↓↓↓

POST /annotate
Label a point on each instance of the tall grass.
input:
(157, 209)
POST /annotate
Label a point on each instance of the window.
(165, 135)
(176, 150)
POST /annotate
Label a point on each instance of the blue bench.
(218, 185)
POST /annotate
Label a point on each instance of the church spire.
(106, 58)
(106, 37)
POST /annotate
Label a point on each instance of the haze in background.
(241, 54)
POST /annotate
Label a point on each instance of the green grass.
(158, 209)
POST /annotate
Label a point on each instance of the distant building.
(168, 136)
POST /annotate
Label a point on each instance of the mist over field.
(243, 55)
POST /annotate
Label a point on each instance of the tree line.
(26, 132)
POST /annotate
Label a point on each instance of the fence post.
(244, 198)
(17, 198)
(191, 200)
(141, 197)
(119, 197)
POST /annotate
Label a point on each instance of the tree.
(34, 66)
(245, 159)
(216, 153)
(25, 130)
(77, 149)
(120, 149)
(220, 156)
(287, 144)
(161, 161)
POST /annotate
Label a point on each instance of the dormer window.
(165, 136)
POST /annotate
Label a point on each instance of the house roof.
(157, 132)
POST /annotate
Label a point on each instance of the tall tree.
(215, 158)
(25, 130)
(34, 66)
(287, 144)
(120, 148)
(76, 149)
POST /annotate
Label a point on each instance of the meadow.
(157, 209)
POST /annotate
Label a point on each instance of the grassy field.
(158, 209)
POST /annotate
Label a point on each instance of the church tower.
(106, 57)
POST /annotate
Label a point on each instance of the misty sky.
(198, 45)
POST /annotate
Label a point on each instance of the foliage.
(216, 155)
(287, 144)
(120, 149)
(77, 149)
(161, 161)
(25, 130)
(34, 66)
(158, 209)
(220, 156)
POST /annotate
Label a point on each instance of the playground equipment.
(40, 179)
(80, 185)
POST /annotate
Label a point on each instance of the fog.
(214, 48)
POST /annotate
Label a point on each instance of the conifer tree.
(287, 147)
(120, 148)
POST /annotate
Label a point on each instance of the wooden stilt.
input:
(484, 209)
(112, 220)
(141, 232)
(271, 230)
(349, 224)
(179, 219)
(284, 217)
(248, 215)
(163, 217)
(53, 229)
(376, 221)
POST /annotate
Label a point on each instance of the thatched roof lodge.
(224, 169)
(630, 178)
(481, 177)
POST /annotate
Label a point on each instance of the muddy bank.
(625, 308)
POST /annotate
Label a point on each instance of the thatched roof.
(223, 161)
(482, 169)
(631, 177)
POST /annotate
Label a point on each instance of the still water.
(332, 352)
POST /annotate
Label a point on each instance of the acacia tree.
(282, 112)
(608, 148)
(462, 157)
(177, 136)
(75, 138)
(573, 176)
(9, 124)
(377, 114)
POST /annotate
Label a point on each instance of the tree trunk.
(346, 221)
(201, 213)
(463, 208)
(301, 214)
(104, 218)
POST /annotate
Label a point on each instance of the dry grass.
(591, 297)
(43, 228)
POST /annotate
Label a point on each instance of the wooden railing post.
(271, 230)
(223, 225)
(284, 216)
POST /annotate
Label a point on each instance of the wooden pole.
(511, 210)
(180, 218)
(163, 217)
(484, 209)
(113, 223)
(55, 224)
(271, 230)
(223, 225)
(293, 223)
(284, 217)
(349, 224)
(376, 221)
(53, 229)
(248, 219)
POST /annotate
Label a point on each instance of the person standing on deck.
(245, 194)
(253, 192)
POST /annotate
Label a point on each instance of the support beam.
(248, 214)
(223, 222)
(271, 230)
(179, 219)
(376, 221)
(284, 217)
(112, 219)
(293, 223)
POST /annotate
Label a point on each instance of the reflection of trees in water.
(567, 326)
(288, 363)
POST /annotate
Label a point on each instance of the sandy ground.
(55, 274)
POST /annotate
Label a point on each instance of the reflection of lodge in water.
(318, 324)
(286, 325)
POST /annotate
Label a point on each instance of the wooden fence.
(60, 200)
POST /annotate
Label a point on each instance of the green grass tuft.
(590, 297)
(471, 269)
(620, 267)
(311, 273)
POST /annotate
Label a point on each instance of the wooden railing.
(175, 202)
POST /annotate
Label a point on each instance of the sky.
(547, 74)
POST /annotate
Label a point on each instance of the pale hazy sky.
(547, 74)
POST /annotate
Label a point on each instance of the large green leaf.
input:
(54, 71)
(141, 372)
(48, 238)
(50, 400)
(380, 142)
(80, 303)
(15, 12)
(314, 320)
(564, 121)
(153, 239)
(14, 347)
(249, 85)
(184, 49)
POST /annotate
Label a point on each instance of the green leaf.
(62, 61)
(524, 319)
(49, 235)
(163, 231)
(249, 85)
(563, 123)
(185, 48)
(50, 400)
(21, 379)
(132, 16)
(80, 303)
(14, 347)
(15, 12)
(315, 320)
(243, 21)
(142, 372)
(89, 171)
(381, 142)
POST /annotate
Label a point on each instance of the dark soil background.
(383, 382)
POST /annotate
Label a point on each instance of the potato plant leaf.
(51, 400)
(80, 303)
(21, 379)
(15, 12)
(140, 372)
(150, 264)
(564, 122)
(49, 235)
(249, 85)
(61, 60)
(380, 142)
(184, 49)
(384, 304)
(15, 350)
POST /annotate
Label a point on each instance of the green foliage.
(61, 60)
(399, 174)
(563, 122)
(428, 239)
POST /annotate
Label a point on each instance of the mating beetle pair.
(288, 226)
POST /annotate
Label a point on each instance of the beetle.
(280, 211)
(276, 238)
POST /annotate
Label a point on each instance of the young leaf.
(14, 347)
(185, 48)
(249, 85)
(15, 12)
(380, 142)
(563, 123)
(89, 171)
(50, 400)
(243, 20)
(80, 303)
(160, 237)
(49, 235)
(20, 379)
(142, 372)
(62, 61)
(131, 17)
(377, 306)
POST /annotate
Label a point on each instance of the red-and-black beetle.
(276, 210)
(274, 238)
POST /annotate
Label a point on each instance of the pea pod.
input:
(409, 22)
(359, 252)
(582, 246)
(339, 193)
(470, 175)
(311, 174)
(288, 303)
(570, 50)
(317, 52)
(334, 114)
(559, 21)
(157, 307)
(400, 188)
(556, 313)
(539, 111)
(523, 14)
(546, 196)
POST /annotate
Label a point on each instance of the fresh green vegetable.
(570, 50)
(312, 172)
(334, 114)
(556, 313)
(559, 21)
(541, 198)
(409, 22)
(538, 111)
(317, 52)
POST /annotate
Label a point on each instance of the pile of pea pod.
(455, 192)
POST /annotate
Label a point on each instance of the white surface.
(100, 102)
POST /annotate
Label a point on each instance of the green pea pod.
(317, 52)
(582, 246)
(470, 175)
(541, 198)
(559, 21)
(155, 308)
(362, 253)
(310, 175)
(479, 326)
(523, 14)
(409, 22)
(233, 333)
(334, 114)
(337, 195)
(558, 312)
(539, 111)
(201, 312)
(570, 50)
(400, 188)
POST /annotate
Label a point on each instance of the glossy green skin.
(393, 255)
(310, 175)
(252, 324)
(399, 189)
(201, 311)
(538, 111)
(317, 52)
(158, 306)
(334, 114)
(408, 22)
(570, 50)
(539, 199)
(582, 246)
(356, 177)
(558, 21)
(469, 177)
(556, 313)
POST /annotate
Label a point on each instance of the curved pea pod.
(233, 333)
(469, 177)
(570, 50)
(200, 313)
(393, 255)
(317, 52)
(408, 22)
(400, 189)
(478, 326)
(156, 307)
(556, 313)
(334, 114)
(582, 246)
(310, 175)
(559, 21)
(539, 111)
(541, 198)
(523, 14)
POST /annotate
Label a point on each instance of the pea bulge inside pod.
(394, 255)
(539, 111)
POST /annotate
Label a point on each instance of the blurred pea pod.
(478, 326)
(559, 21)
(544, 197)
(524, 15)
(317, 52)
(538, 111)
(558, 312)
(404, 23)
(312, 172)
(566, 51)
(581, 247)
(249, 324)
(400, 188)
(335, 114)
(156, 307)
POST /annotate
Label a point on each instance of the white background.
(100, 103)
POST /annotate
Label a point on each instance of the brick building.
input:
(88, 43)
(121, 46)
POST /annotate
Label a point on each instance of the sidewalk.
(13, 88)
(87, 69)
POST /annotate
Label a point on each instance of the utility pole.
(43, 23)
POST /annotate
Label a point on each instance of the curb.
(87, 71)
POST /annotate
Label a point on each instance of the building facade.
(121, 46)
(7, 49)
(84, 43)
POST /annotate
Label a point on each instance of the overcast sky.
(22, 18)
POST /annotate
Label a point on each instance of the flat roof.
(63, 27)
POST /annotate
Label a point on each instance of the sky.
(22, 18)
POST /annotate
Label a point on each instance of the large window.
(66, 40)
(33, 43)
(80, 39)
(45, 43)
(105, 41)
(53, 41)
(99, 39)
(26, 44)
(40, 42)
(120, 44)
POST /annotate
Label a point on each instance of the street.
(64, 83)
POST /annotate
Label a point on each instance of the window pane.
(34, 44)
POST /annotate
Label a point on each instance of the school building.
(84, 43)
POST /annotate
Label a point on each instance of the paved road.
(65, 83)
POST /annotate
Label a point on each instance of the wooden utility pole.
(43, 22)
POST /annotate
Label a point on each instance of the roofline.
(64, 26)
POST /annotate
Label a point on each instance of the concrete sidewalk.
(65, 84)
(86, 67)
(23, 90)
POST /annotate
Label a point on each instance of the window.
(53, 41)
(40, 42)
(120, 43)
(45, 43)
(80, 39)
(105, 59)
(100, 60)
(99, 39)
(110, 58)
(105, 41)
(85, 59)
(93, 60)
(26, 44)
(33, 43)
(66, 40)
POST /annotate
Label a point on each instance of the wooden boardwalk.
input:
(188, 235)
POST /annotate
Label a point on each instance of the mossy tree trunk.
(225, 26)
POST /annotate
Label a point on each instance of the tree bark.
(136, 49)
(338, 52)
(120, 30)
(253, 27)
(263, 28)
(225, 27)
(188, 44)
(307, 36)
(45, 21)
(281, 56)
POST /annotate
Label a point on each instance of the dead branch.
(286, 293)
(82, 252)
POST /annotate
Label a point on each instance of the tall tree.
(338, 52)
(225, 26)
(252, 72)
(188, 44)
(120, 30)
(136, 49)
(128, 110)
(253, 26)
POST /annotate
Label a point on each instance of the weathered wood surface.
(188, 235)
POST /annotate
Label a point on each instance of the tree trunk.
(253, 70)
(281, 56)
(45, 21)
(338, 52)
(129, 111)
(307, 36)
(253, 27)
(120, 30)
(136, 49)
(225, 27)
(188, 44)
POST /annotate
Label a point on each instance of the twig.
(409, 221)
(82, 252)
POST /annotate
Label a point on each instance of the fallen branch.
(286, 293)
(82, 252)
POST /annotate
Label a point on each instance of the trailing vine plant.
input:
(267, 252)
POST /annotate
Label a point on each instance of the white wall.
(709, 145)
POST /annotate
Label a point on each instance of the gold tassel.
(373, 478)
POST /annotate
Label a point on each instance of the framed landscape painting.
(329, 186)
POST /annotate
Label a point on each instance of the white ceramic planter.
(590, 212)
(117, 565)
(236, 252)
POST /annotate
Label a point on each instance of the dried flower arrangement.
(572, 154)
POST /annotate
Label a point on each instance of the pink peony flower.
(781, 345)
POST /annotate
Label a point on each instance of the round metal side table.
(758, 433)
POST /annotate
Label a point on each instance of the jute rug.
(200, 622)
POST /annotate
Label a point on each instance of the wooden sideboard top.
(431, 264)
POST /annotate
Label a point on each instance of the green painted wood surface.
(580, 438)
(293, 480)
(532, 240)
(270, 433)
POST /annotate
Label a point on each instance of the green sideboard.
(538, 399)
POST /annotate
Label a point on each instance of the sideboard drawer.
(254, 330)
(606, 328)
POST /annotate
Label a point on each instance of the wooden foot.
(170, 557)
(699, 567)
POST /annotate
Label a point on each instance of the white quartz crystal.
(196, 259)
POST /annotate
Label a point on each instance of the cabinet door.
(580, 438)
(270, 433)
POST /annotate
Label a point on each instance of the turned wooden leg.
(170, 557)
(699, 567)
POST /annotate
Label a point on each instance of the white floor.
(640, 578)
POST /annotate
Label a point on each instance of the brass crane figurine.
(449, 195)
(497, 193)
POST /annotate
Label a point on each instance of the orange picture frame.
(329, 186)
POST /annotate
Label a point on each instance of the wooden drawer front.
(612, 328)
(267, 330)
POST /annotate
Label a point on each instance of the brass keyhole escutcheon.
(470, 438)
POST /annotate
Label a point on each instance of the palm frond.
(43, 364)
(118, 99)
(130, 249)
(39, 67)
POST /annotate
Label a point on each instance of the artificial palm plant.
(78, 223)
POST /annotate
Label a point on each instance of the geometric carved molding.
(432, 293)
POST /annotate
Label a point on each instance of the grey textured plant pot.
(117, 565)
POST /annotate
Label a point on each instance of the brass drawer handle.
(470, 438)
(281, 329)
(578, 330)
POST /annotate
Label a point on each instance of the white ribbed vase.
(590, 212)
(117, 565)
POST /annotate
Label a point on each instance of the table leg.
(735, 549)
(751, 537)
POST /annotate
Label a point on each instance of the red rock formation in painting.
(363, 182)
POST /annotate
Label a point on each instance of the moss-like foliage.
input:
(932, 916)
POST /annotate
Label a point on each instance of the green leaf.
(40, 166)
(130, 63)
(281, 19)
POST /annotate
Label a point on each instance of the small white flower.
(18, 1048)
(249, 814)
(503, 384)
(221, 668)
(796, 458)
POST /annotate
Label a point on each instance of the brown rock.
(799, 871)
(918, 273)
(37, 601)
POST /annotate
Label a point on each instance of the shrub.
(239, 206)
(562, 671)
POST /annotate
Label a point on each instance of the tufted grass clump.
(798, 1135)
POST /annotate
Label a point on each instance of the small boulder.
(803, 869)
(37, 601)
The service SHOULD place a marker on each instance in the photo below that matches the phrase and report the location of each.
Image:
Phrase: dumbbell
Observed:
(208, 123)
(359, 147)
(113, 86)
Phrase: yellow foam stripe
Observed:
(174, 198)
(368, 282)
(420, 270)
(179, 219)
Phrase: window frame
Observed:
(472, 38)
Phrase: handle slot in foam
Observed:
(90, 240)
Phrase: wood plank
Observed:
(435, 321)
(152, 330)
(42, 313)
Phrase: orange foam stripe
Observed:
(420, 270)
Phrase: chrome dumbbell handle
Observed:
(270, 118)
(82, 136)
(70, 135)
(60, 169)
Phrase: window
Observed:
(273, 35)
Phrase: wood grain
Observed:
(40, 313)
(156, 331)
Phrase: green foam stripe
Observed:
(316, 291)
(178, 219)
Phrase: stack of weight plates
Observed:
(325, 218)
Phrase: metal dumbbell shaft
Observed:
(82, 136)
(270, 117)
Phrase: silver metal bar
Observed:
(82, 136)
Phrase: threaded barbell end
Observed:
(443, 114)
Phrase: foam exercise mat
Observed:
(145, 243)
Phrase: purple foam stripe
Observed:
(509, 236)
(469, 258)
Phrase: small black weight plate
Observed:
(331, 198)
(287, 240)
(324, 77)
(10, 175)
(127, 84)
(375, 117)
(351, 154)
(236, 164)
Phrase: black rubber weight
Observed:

↑↑↑

◆ What you need to do ◆
Report, for the data above, every line in which the string "foam" appears.

◆ Worked solution ◆
Phrase: yellow foam stripe
Phrase: handle slot in foam
Phrase: orange foam stripe
Phrase: green foam stripe
Phrase: foam exercise mat
Phrase: purple foam stripe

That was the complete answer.